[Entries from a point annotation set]
begin
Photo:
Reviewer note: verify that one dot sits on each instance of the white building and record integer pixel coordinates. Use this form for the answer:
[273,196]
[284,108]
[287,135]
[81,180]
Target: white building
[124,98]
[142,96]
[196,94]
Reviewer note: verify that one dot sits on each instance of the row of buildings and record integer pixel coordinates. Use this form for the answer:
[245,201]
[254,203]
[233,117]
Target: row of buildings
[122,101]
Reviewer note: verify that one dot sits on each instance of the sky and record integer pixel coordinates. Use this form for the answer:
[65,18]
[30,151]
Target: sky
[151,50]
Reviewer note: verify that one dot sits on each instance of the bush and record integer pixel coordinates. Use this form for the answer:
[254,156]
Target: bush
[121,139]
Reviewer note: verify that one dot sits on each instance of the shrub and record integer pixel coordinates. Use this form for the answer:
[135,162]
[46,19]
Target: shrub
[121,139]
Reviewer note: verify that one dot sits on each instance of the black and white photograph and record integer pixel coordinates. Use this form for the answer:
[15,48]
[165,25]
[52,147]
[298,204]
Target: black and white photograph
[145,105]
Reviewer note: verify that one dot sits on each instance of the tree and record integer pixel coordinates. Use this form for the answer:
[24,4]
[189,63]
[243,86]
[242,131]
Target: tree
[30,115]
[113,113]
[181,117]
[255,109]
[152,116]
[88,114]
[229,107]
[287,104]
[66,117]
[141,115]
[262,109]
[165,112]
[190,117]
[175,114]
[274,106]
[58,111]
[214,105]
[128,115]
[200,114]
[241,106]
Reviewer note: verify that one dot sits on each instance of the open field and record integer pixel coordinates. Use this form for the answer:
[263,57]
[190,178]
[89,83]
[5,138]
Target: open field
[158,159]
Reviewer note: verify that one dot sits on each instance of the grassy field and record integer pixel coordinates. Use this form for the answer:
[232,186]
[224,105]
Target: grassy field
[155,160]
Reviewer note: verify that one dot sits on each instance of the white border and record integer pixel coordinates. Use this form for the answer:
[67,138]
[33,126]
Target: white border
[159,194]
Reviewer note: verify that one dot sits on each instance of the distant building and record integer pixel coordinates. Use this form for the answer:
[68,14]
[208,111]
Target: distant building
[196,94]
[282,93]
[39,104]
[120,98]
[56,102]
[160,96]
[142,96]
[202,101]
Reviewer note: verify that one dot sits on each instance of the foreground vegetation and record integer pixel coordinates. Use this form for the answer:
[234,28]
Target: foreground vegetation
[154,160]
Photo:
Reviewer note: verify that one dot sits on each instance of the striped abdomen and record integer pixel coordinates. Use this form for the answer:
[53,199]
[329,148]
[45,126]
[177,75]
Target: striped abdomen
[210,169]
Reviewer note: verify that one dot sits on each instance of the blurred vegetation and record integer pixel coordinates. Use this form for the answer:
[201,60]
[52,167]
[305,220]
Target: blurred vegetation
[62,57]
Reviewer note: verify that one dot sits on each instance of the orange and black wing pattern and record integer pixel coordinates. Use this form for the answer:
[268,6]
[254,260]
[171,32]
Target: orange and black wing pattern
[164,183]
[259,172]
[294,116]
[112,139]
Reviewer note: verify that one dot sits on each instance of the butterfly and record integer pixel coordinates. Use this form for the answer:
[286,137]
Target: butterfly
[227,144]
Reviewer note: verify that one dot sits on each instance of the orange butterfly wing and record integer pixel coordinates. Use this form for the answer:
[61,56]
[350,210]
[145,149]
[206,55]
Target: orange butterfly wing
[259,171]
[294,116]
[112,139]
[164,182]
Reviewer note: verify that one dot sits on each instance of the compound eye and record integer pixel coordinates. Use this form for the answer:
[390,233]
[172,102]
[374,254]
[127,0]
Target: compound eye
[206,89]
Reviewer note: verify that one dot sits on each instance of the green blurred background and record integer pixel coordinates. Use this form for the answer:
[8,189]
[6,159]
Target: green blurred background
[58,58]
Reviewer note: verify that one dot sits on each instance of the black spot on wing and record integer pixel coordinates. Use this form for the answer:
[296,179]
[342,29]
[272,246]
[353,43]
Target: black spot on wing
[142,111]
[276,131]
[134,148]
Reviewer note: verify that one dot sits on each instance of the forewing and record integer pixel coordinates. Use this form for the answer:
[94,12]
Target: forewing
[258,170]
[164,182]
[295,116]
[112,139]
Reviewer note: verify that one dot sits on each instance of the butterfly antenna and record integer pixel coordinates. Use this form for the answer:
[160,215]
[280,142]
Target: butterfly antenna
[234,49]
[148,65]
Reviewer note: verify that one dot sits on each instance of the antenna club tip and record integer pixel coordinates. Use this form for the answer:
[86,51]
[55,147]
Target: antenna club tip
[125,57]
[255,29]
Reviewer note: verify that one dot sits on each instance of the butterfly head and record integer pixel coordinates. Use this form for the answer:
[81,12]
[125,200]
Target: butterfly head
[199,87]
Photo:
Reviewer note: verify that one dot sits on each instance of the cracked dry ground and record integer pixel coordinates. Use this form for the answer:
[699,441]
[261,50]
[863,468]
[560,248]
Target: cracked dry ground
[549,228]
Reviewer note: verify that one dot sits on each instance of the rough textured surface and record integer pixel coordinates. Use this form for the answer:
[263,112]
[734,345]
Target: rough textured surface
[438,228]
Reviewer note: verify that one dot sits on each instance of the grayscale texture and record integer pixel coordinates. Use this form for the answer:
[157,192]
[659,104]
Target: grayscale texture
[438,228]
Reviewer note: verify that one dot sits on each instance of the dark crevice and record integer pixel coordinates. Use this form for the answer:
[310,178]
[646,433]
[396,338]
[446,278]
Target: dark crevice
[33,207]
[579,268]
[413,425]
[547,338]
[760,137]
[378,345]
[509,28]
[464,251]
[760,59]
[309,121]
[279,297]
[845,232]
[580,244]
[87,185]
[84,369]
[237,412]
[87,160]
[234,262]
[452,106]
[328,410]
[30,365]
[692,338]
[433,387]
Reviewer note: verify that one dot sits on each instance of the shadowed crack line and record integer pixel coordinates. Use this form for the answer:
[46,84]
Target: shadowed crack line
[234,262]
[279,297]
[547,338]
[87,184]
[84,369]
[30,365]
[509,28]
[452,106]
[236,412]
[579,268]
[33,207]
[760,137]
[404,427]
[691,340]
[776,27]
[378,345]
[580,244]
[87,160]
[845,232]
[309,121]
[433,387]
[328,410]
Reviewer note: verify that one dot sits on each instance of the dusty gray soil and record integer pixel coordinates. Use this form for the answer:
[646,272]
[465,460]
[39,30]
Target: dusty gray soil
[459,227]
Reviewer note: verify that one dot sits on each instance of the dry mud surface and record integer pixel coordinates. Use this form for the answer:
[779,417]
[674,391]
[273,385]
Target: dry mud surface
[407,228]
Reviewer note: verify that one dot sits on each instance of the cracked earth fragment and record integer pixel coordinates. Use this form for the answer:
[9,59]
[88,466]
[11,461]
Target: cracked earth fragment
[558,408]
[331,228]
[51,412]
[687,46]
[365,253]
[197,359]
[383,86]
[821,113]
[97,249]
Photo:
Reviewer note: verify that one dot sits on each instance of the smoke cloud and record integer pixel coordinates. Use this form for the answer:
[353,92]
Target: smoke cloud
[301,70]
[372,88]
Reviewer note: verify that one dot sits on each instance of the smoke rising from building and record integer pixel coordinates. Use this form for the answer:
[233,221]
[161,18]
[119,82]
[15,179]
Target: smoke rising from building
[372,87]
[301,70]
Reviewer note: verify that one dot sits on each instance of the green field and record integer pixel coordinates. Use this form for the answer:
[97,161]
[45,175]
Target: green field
end
Set exercise ▸ Output all of the data above without any alteration.

Exercise result ▸
Photo:
Reviewer note: verify that one dot sits on each instance of the white building and record integer pixel coordinates. Use this form for the answer:
[273,196]
[284,108]
[287,135]
[81,180]
Target: white building
[124,98]
[142,96]
[196,94]
Reviewer note: verify that one dot sits on each instance of the row of buildings and record integer pixel coordinates. Use this form for the answer:
[245,201]
[254,203]
[233,117]
Target: row of buildings
[122,101]
Reviewer note: verify that one dot sits on each instance of the sky and record integer pixel coordinates. Use this form for the answer:
[65,18]
[30,151]
Target: sky
[151,50]
Reviewer note: verify that one dot sits on each instance of the bush and record integer pixel coordinates. Use this form for the answer:
[254,156]
Target: bush
[121,139]
Reviewer note: verify that one dot sits on each instance of the shrub and record integer pixel coordinates. Use this form for the answer:
[135,162]
[46,19]
Target: shrub
[121,139]
Reviewer note: verify that one dot sits on each instance of the black and white photograph and record integer pixel coordinates. Use this form for the answer:
[15,48]
[165,25]
[52,147]
[298,204]
Target: black and white photograph
[145,105]
Reviewer note: verify that one dot sits on each instance of the tree and record integer pixel coordinates. Use this form for the answer:
[24,4]
[189,63]
[243,86]
[242,131]
Target: tree
[30,115]
[113,113]
[181,117]
[255,109]
[152,116]
[88,114]
[229,107]
[287,104]
[66,117]
[141,115]
[262,109]
[165,112]
[190,117]
[175,114]
[274,106]
[58,111]
[214,105]
[128,115]
[200,114]
[241,106]
Reviewer note: verify that one dot sits on each instance of the open field and record integer pixel coordinates. Use this form for the answer:
[263,57]
[190,178]
[89,83]
[5,138]
Target: open field
[158,159]
Reviewer note: verify that one dot sits on each instance of the grassy field and record integer pixel coordinates. Use this form for the answer:
[232,186]
[224,105]
Target: grassy field
[155,160]
Reviewer note: verify that one dot sits on each instance of the white border and record integer pixel coordinates. Use this form for the answer:
[67,138]
[33,126]
Target: white border
[159,194]
Reviewer note: verify that one dot sits on each instance of the distant building and record integer pixel coordinates. Use this form for the answer:
[68,14]
[208,111]
Target: distant building
[196,94]
[282,93]
[39,104]
[120,98]
[56,102]
[160,96]
[142,96]
[202,101]
Reviewer note: verify that one dot sits on each instance of the foreground vegetation and record integer pixel coordinates. Use this form for the answer:
[234,28]
Target: foreground vegetation
[154,160]
Photo:
Reviewer note: verify that one dot sits on each instance of the striped abdomen and record integer pixel coordinates. Use this form for the answer:
[53,199]
[329,148]
[45,126]
[177,75]
Target: striped abdomen
[210,169]
Reviewer note: verify that one dot sits on each instance of the blurred vegetation and record integer pixel coordinates. Use this form for the answer:
[201,60]
[52,167]
[305,220]
Target: blurred vegetation
[62,57]
Reviewer note: verify that one dot sits on each instance of the orange and black wing pattern and record integer pixel coordinates. Use this form for the answer:
[268,6]
[254,260]
[171,32]
Target: orange and black wing pattern
[164,183]
[259,172]
[294,116]
[112,139]
Reviewer note: verify that one dot sits on each instance of the butterfly and record integer pixel coordinates. Use this form for the answer:
[286,137]
Target: butterfly
[227,144]
Reviewer note: verify that one dot sits on each instance of the orange butterfly wing and record integer pixel coordinates. Use this form for the answer:
[61,56]
[350,210]
[145,149]
[206,55]
Target: orange butterfly wing
[259,171]
[294,116]
[112,139]
[164,182]
Reviewer note: verify that one dot sits on each instance of the compound eye and record integer pixel coordinates. Use this form for the answer:
[390,233]
[172,102]
[374,254]
[127,0]
Target: compound eye
[206,89]
Reviewer note: verify that one dot sits on each instance of the green blurred background and record integer pixel coordinates. Use this form for the answer:
[8,189]
[6,159]
Target: green blurred background
[58,58]
Reviewer note: verify that one dot sits on each instance of the black spot on wing and record integer pixel coordinates. Use this form for the answer:
[296,179]
[342,29]
[272,246]
[353,43]
Target: black spot on wing
[142,111]
[276,131]
[134,148]
Reviewer note: verify that one dot sits on each instance of the forewing and record integer pixel coordinates. Use this form for the answer:
[94,12]
Target: forewing
[258,170]
[164,182]
[295,116]
[112,139]
Reviewer note: verify that one dot sits on each instance of the butterfly antenna and record integer pixel coordinates. Use this form for the answer:
[160,215]
[280,142]
Target: butterfly antenna
[234,49]
[148,65]
Reviewer note: verify that one dot sits on each instance of the antenna club tip and record integer pixel coordinates. Use this form for the answer:
[86,51]
[55,147]
Target: antenna club tip
[125,57]
[255,29]
Reviewer note: verify that one dot sits on each instance of the butterfly head and record integer pixel coordinates. Use this form for the answer:
[81,12]
[125,200]
Target: butterfly head
[199,87]
Photo:
Reviewer note: verify that one dot sits on each instance of the cracked dry ground and record integer pixel coordinates. Use this form for the answer:
[699,441]
[261,50]
[863,468]
[560,248]
Target: cracked dry ground
[549,228]
Reviewer note: verify that one dot sits on each instance of the rough textured surface and record integer pixel coordinates. Use this form for the answer:
[263,112]
[734,345]
Target: rough textured surface
[438,228]
Reviewer note: verify that one dot sits on each instance of the grayscale texture and record integer pixel coordinates. Use this form for the answer:
[157,192]
[659,104]
Target: grayscale texture
[438,228]
Reviewer note: verify that one dot sits on each instance of the dark crevice and record integer pixel coordinates. Use this form for the answer:
[310,178]
[646,433]
[396,338]
[446,278]
Target: dark crevice
[33,207]
[579,268]
[413,425]
[547,338]
[760,137]
[378,345]
[509,28]
[464,251]
[760,59]
[309,121]
[279,297]
[845,232]
[580,244]
[87,185]
[84,369]
[237,412]
[87,160]
[234,262]
[452,106]
[328,410]
[30,365]
[692,338]
[433,387]
Reviewer note: verify that one dot sits on each instance of the shadowed crack line and record integer pixel coordinates. Use this form for the answer:
[46,84]
Target: shadowed crack line
[234,262]
[279,297]
[547,338]
[87,184]
[84,369]
[30,365]
[509,28]
[452,106]
[236,412]
[579,268]
[33,207]
[760,137]
[404,427]
[691,340]
[776,27]
[378,345]
[580,244]
[87,160]
[845,232]
[309,121]
[433,387]
[328,410]
Reviewer note: verify that one dot sits on each instance of the dusty gray soil and record integer pixel coordinates. Use this form for the answer:
[646,272]
[465,460]
[39,30]
Target: dusty gray soil
[459,227]
Reviewer note: verify that one dot sits on each instance of the dry mud surface and record integer pixel coordinates. Use this form for the answer:
[779,417]
[674,391]
[273,385]
Target: dry mud surface
[407,228]
Reviewer note: verify that one dot sits on each instance of the cracked earth fragment and record integer pixel coordinates. Use this form for the answer:
[9,59]
[88,466]
[11,461]
Target: cracked earth fragment
[558,408]
[331,228]
[51,412]
[687,46]
[365,253]
[197,359]
[383,86]
[821,113]
[97,249]
Photo:
Reviewer note: verify that one dot sits on each instance of the smoke cloud and record integer pixel coordinates. Use this form for the answer:
[353,92]
Target: smoke cloud
[301,70]
[372,88]
Reviewer note: verify that one dot sits on each instance of the smoke rising from building and record integer pixel coordinates. Use this form for the answer:
[233,221]
[161,18]
[119,82]
[15,179]
Target: smoke rising from building
[372,87]
[301,70]
Reviewer note: verify that one dot sits on each instance of the green field and record integer pixel coordinates. Use this form for the answer:
[97,161]
[45,175]
Target: green field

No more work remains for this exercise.